◆ 你的任务
根据下方的文本片段回答：
(a) 父母搬进的牧师楼在什么地方？
(b) 叙述者大约几岁时开始记事？
(c) 在餐室的婴儿高脚椅上，叙述者舀的是什么？

◆ 文本片段
-------------------------
我出生(1875年)半年之后,父母由博登湖畔的(图尔高州)凯斯维尔乡搬进莱茵瀑布高处劳芬宫里的牧师楼。

大约两三岁时,我开始记事。我记得起牧师楼、园圃、榉木小屋、教堂、宫殿、莱茵瀑布、沃尔特那座小宫殿和教堂司事的农庄,尽是些记忆孤岛,在脑海中飘忽不定,似无联系。

或许平生最早的一段记忆陡地闪过脑际,因而只是相当模糊的印象:我躺在树荫下的童车中,夏日煦愉,天空蔚蓝;金晖闪耀,绿叶婆娑;车篷掀起,我正好美滋滋地醒来,觉得通体舒泰,妙不可言。我看着阳光闪烁,树叶憧憧,花枝幢幢。一切奇异至极,斑斓美妙。

又记起我们宅子西厢的餐室里,我坐在婴儿高脚椅上,舀着温奶和里面的面包屑。乳湩味美,气味独特。我第一次清醒地觉知此气味。那一刻,我可谓通过闻嗅意识到了自我。这段记忆也是岁月辽远。
-------------------------
带标注的形状条目:

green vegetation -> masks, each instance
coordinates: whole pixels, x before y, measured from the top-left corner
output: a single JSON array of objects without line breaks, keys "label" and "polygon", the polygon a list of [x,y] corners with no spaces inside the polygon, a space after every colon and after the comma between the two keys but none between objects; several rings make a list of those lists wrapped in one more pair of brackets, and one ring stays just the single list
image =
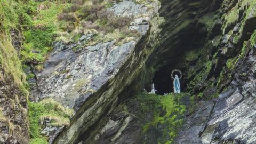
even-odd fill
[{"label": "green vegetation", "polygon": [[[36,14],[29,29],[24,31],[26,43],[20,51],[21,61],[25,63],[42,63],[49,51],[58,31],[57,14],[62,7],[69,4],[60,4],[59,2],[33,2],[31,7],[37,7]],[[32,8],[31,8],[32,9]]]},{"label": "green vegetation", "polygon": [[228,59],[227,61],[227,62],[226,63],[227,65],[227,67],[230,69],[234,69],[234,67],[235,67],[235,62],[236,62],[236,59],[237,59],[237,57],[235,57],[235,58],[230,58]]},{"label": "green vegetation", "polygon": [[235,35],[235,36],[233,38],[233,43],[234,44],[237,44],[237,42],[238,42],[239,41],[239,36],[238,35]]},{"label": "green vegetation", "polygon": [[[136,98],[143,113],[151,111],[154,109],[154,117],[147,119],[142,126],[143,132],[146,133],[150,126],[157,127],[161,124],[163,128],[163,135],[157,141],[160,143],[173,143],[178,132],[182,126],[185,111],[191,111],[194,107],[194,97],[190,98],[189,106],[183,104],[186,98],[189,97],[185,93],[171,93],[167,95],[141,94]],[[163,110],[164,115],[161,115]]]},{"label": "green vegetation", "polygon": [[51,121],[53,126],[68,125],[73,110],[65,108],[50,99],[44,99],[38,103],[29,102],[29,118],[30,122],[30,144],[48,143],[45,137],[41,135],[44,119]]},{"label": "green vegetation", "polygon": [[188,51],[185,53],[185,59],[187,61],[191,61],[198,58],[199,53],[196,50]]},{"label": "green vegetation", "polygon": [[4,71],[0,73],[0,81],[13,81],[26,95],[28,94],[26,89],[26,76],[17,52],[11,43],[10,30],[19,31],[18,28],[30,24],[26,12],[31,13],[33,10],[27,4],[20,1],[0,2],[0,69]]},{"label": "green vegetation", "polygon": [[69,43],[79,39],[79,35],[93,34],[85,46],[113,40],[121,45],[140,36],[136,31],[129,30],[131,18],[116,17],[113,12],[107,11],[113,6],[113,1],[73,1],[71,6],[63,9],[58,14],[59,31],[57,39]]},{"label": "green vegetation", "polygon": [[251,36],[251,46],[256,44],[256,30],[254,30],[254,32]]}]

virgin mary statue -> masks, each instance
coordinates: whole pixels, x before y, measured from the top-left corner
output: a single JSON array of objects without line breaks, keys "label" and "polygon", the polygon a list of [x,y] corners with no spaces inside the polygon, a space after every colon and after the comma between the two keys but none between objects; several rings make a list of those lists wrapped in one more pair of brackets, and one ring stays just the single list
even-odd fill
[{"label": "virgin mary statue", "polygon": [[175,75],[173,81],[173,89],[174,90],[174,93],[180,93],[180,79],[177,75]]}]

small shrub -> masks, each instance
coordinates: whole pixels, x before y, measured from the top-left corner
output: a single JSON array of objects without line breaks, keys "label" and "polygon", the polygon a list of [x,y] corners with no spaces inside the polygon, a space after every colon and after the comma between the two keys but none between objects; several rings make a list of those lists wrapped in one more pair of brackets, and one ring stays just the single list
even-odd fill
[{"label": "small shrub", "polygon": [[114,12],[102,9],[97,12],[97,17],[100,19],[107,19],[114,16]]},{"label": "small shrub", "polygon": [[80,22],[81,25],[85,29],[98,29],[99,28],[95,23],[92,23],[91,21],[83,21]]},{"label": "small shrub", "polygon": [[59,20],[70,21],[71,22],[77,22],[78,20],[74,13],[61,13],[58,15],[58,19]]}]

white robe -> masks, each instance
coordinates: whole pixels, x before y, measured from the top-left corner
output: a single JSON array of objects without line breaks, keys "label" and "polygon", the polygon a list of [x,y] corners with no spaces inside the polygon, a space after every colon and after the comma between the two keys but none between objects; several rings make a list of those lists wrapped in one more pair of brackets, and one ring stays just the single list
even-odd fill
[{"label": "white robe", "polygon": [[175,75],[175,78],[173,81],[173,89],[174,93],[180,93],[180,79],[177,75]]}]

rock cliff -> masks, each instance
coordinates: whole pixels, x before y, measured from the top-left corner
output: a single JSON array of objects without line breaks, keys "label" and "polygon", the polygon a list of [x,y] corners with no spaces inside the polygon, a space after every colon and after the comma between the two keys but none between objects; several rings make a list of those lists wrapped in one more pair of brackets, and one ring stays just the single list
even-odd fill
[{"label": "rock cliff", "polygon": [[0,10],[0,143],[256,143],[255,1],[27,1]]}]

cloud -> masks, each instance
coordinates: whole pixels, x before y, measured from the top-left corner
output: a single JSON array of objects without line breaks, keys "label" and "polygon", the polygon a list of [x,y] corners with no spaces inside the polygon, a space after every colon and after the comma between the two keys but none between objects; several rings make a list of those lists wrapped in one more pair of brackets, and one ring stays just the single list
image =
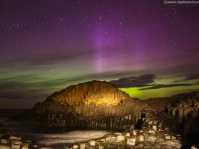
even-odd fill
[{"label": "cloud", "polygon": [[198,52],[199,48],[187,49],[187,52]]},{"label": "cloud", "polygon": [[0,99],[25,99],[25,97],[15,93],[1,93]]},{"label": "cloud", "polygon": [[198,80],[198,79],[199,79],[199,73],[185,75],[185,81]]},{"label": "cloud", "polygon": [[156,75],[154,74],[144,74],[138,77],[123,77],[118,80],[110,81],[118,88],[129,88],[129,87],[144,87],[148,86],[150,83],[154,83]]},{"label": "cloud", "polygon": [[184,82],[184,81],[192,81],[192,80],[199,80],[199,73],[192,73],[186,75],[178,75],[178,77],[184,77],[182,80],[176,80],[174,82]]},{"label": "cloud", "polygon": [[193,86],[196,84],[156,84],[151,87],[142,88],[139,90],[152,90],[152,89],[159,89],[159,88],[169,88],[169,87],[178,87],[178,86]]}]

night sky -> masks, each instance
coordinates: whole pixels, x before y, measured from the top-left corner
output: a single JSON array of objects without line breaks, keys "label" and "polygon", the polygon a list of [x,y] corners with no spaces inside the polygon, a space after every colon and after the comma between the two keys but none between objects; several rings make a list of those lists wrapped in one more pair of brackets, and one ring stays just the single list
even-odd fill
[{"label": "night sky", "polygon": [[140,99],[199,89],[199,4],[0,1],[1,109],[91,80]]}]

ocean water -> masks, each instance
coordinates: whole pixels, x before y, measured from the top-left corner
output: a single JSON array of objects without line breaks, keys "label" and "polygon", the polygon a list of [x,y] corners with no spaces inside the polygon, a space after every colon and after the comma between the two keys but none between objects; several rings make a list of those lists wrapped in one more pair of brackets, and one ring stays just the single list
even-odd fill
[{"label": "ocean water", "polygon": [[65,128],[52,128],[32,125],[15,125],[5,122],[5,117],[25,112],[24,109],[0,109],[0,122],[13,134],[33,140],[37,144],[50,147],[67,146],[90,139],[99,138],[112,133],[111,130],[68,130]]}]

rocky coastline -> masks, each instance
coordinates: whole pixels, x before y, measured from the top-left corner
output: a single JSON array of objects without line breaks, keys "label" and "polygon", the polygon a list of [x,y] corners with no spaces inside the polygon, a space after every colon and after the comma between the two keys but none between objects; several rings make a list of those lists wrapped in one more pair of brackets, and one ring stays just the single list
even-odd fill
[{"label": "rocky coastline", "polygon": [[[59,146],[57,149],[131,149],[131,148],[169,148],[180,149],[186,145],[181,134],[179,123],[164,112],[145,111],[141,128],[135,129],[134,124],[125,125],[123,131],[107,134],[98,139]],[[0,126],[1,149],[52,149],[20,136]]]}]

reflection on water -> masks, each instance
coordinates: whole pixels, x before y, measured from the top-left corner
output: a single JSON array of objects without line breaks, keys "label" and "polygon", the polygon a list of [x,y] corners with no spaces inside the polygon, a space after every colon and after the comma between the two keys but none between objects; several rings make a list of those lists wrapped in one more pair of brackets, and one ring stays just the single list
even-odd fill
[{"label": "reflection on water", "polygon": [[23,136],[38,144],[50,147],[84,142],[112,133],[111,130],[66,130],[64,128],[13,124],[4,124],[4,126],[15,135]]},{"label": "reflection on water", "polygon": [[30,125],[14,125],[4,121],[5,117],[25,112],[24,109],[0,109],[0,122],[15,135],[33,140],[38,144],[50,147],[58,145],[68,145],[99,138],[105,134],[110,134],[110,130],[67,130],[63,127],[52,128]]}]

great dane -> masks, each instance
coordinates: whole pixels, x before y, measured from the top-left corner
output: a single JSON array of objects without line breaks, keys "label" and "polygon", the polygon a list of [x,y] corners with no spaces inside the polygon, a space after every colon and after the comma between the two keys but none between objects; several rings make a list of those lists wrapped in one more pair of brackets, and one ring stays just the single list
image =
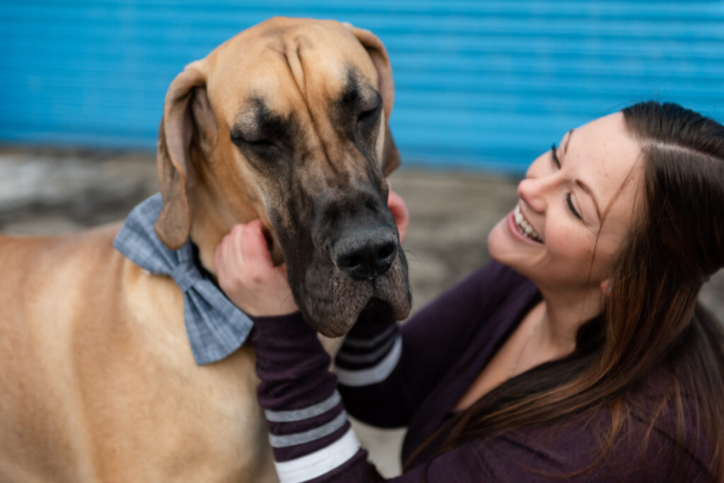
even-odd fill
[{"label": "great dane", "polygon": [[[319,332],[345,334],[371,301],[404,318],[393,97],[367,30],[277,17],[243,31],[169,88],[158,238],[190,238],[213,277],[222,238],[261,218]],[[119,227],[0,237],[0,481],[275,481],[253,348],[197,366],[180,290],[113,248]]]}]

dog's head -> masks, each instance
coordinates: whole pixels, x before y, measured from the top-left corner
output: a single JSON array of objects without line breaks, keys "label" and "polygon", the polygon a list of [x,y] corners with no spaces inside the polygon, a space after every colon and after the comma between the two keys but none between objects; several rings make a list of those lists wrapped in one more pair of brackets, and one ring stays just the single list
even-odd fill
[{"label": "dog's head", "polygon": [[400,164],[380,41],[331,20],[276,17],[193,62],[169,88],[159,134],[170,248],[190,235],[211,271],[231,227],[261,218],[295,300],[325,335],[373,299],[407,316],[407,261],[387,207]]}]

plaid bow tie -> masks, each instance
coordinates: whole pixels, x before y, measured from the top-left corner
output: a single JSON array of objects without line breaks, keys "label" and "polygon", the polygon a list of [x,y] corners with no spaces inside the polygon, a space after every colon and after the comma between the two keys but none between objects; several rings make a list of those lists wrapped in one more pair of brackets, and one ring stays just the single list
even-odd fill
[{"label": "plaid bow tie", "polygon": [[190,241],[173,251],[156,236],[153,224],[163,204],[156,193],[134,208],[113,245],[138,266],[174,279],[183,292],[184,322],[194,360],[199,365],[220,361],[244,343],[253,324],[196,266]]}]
-------------------------
◆ 任务答案
(a) 在莱茵瀑布高处的劳芬宫里。
(b) 大约两三岁时。
(c) 温奶和里面的面包屑。